(Named object pointing items)
━━━━━━━━━━━━━━━━━━━━

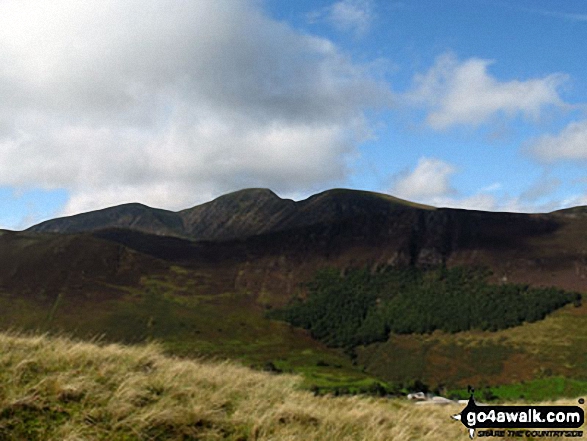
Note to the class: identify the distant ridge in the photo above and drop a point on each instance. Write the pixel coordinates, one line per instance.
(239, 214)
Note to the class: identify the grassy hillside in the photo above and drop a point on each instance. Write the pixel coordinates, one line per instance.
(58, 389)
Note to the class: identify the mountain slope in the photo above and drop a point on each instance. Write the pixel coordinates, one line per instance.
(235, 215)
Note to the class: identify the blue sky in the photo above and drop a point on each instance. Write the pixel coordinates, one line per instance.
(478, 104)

━━━━━━━━━━━━━━━━━━━━

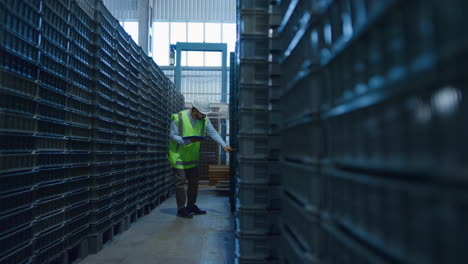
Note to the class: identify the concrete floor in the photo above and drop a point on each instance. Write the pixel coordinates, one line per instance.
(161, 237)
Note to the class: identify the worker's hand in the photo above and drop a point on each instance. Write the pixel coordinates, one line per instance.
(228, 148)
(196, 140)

━━━━━━━━━━━━━━━━━━━━

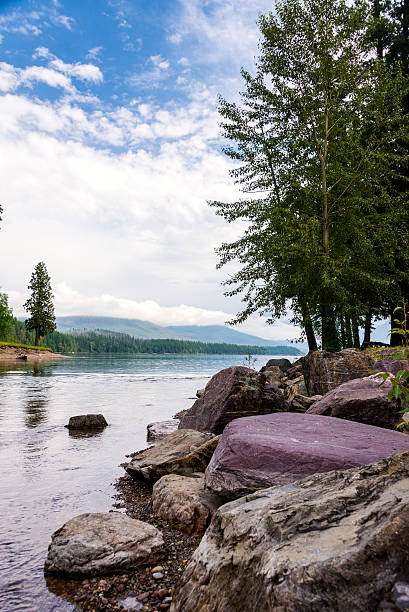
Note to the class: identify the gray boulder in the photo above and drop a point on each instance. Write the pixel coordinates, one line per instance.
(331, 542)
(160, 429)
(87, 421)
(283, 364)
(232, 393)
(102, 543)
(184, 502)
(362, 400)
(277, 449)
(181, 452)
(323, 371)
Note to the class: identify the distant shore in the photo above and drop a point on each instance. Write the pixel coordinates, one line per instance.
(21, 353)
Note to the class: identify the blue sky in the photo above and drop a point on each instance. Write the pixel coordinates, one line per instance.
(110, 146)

━━━━━━━━━━━━━━━━━━━━

> **WHAT TO DO**
Count the lines in the items above that contain the word "distant", treating case as significant, and give only the number.

> **EXERCISE ANSWER**
2